Dataset:
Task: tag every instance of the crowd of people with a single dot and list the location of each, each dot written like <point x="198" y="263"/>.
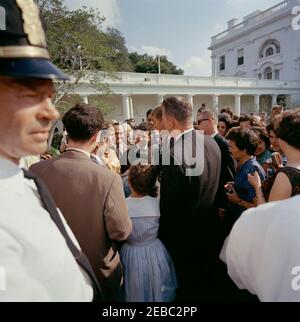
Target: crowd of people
<point x="247" y="161"/>
<point x="174" y="209"/>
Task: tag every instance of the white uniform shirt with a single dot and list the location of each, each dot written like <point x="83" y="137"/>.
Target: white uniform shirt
<point x="34" y="256"/>
<point x="262" y="251"/>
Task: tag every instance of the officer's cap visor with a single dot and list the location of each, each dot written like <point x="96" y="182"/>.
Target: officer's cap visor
<point x="40" y="68"/>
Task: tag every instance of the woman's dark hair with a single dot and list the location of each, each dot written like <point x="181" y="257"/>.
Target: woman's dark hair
<point x="227" y="110"/>
<point x="157" y="113"/>
<point x="262" y="134"/>
<point x="225" y="119"/>
<point x="83" y="121"/>
<point x="142" y="179"/>
<point x="289" y="129"/>
<point x="244" y="139"/>
<point x="178" y="108"/>
<point x="274" y="124"/>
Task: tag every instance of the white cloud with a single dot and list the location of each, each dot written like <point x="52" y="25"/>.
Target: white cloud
<point x="151" y="50"/>
<point x="154" y="51"/>
<point x="198" y="65"/>
<point x="108" y="8"/>
<point x="218" y="27"/>
<point x="236" y="3"/>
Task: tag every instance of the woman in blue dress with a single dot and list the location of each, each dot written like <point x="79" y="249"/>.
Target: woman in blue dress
<point x="149" y="274"/>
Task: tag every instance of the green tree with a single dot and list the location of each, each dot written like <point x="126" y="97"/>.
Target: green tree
<point x="149" y="64"/>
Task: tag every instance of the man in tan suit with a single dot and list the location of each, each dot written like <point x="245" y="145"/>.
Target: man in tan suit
<point x="90" y="196"/>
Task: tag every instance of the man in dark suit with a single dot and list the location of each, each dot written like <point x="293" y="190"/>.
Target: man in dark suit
<point x="207" y="121"/>
<point x="90" y="196"/>
<point x="188" y="188"/>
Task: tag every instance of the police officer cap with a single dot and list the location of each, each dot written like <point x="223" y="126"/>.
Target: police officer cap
<point x="23" y="48"/>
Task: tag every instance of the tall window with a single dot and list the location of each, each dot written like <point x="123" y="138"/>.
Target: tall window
<point x="240" y="57"/>
<point x="269" y="48"/>
<point x="222" y="63"/>
<point x="269" y="52"/>
<point x="268" y="74"/>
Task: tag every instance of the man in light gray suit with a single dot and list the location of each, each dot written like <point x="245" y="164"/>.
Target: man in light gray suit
<point x="90" y="196"/>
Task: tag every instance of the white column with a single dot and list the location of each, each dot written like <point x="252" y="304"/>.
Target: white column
<point x="131" y="107"/>
<point x="126" y="106"/>
<point x="215" y="105"/>
<point x="237" y="105"/>
<point x="274" y="100"/>
<point x="190" y="99"/>
<point x="84" y="99"/>
<point x="160" y="99"/>
<point x="256" y="103"/>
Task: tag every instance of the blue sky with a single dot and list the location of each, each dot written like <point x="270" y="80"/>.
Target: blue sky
<point x="181" y="29"/>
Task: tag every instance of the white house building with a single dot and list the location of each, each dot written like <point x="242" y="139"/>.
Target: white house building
<point x="135" y="93"/>
<point x="255" y="63"/>
<point x="264" y="45"/>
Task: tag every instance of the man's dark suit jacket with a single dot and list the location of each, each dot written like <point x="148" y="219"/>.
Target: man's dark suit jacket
<point x="188" y="228"/>
<point x="228" y="170"/>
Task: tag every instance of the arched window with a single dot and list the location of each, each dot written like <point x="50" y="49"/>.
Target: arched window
<point x="2" y="18"/>
<point x="269" y="48"/>
<point x="268" y="73"/>
<point x="269" y="52"/>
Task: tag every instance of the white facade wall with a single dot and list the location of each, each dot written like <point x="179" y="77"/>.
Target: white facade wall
<point x="254" y="31"/>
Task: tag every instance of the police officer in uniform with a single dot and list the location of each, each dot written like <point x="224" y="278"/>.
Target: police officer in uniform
<point x="40" y="259"/>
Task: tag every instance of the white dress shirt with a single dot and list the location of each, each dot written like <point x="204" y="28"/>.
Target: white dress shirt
<point x="34" y="255"/>
<point x="262" y="251"/>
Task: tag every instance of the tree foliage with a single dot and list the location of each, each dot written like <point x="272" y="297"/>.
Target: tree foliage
<point x="149" y="64"/>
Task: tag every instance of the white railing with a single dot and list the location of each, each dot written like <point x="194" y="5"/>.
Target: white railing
<point x="136" y="79"/>
<point x="251" y="21"/>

Problem to work on: Go through the data above and transcribe it in full, omitting any image.

The completed task:
Task: tag every instance of the crowd of people with a single dot and list the location of each, each dot written like <point x="198" y="263"/>.
Target: crowd of people
<point x="247" y="161"/>
<point x="174" y="209"/>
Task: tag every instance of the white uniform shirt with a single dot and list the location of each, each dot written like <point x="83" y="137"/>.
Target: white uniform shirt
<point x="34" y="256"/>
<point x="262" y="251"/>
Task: tag every instance of the officer's cap visor with a single dot and list the location of each, each dot written like <point x="96" y="182"/>.
Target: officer's cap visor
<point x="40" y="68"/>
Task: tag every instance of the woman's dark hair with a single dot and list the location of each, each dot written like <point x="181" y="257"/>.
Target: woman's dark hair
<point x="227" y="110"/>
<point x="157" y="113"/>
<point x="262" y="134"/>
<point x="225" y="119"/>
<point x="83" y="121"/>
<point x="142" y="179"/>
<point x="289" y="129"/>
<point x="244" y="139"/>
<point x="178" y="108"/>
<point x="274" y="124"/>
Task: tag every instance of the white cloud with a single dot and list the location of each, each dot written like <point x="52" y="25"/>.
Target: white cloud
<point x="151" y="50"/>
<point x="154" y="51"/>
<point x="198" y="65"/>
<point x="108" y="8"/>
<point x="218" y="27"/>
<point x="236" y="3"/>
Task: tag every instance of the woman in blue dress with a single dot and list the location of each, each dot written like <point x="79" y="249"/>.
Target: woman in blue dress
<point x="149" y="274"/>
Task: tag every instance of the green tree with a single dot and list the location of each, each dot written like <point x="126" y="97"/>.
Target: green tree
<point x="149" y="64"/>
Task: tag every instance of the man in tan suit with a single dot and list the location of each, each dot written like <point x="245" y="145"/>.
Target: man in tan suit
<point x="90" y="196"/>
Task: tag every instance of the man in dark suit with a single dot and list the location of each, each dot written like <point x="293" y="190"/>.
Target: man in dark suit
<point x="207" y="121"/>
<point x="90" y="196"/>
<point x="188" y="188"/>
Task: tag every instance of the police officer cap with a single dot and list the location of each, each dot written like <point x="223" y="126"/>.
Target: police officer cap
<point x="23" y="48"/>
Task: tag every instance of the tall window with a single dot and list the location of each, each dot written like <point x="123" y="138"/>.
Target: tall window
<point x="240" y="57"/>
<point x="269" y="48"/>
<point x="222" y="63"/>
<point x="269" y="52"/>
<point x="268" y="74"/>
Task: tag every instance of the man in light gray suit with a single dot and list the location of each, each dot written like <point x="245" y="164"/>.
Target: man in light gray suit
<point x="90" y="196"/>
Task: tag every instance of the white column with a single dot and list the location of each, each dot written like <point x="252" y="304"/>.
Target: white column
<point x="131" y="107"/>
<point x="126" y="106"/>
<point x="215" y="105"/>
<point x="237" y="105"/>
<point x="274" y="100"/>
<point x="190" y="99"/>
<point x="84" y="99"/>
<point x="160" y="99"/>
<point x="256" y="103"/>
Task: tag every instance of the blue sky with a single dot and list the location of each, each dot written like <point x="270" y="80"/>.
Target: blue sky
<point x="181" y="29"/>
Task: tag every instance of the white house building with a single dot and list the location of each, each dot written like <point x="242" y="139"/>.
Target: white house building
<point x="135" y="93"/>
<point x="255" y="63"/>
<point x="264" y="45"/>
Task: tag every instance of the man's dark suit jacket with a single dot and list the location of each, each dot written like <point x="148" y="219"/>.
Target: man's dark suit jacket
<point x="188" y="228"/>
<point x="228" y="170"/>
Task: tag every instance of the arched window with a single dot and list the location of each, each dot written like <point x="50" y="49"/>.
Target: arched window
<point x="2" y="18"/>
<point x="269" y="48"/>
<point x="268" y="73"/>
<point x="269" y="52"/>
Task: tag every instance of the white facade wall with a single dot and list the location of each, each dot written like <point x="179" y="77"/>.
Target: white facade wall
<point x="254" y="31"/>
Task: tag every instance of the police officer in uniform with a single dot and list the location of each, each dot written like <point x="224" y="278"/>.
Target: police officer in uniform
<point x="40" y="259"/>
Task: tag every instance of the white dress shirt with a single dot and list the location of each, each dot written like <point x="204" y="28"/>.
Target: white dress shirt
<point x="34" y="255"/>
<point x="262" y="251"/>
Task: tag every instance of the tree foliage with a single dot and list the location of each, each dot written like <point x="272" y="297"/>.
Target: tree foliage
<point x="149" y="64"/>
Task: tag every instance of the white railing with a single dot and list the location of each, each dot written like <point x="194" y="5"/>.
Target: white railing
<point x="136" y="79"/>
<point x="251" y="21"/>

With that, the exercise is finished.